TO-DO LIST:
1. Why, according to the piece on B.C. Ferries executive pay, did the Liberals set up an authority to own B.C. Ferries Services Inc.?
2. Carry on the piece about B.C. Ferries executive pay and oversight from its final sentence.
------ SUPPLIED TEXT
The changes by the Ontario body seemingly prompted outrage by B.C. Transportation Minister Shirley Bond last July.
The CSA reported Hahn's salary, bonuses and benefits at a total of $1,034,680 for the fiscal year ending March 31. Executive vice-presidents Michael Corrigan, Glen Schwartz, Robert Clarke and Capt. Trafford Taylor had compensation packages for the same period that ranged from $485,509 to $561,747.
When told that Hahn earned more than $1 million, Bond said: "I think it is shocking for people to hear that the CEO of B.C. Ferries makes that salary." That revelation has prompted Bond and B.C. Finance Minister Colin Hansen to review what was going on at the ferry corporation and Translink in Greater Vancouver.
That review put the cat among the pigeons and resulted in B.C. Comptroller-General Cheryl Wenezenki-Yolland's recent report.
When the B.C. Liberals revamped B.C. Ferries in 2003 and made it a quasi-private company, they overlooked some important safeguards that could have prevented the criticism stirred by Wenezenki-Yolland.
Under then-Parksville MLA and transportation minister Judith Reid, the Liberals created an authority to own B.C. Ferries Services Inc. on behalf of the government and provide some oversight. The thought behind this was to keep government at arm's length from decision making after the NDP's political interference in the fast ferry debacle.
Unfortunately, people serving on the authority voted themselves on to B.C. Ferries board of directors.
------------
------ STORED ROWS
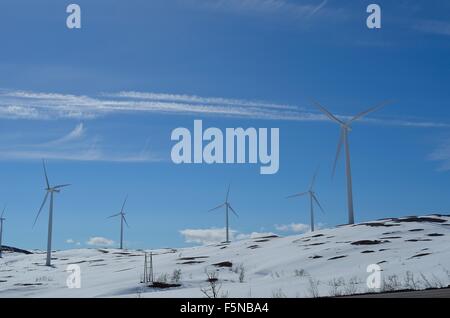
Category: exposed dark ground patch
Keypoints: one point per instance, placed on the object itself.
(369, 242)
(315, 244)
(224, 264)
(191, 258)
(420, 255)
(391, 233)
(337, 257)
(376, 224)
(163, 285)
(191, 262)
(419, 219)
------------
REPLIES:
1. The authority was meant to keep government at arm's length from decision making. That followed the NDP's political interference in the fast ferry debacle.

2.
Not only are senior executives and directors paid too much, Wenezenki-Yolland also found the board of directors to be too large.
Bond's predecessor, Kevin Falcon, is on record as saying he was disturbed when the board raised its pay to unheard of heights ($154,000 for the chair, up to $91,000 for part-time directors).
When she looked at how the authority (board members) came up with their remuneration rates, she found another outrage.
They used "benchmark comparators." They compared themselves to the board of directors for lucrative private-sector companies like Coca-Cola, McDonald's and Nike.
More than 90% of the "comparators" were huge private-sector companies, who must compete in the dog-eat-dog private sector.
B.C. Ferries is a virtual monopoly and receives about $125 million a year in a subsidy from B.C. taxpayers called "service fees." "In our view, appropriate comparators for B.C. Ferries would be public-sector monopolies of a similar size," concluded Wenezenki-Yolland.
Directors are getting huge wages and bonuses while ferry riders and the communities that rely on ferry service are getting the shaft.
Just last month, Ferries cut the 7 p.m. sailing from Nanaimo and the corresponding 9 p.m. sailing from Horseshoe Bay.
Since the Liberals have made the changes from Crown corporation status at B.C. Ferries to a quasi-private company, ferry riders and taxpayers are paying more and getting less service.
The subsidy is given to B.C. Ferries to ensure service is maintained on its routes.
The Nanaimo-Horseshoe Bay route makes money but not the evening sailing, so it was cut.
The stated reason for eliminating the sailing last month was to save money.
Wenezenki-Yolland has shown British Columbians another way to save money and that's get rid of the fat cats at B.C. Ferries.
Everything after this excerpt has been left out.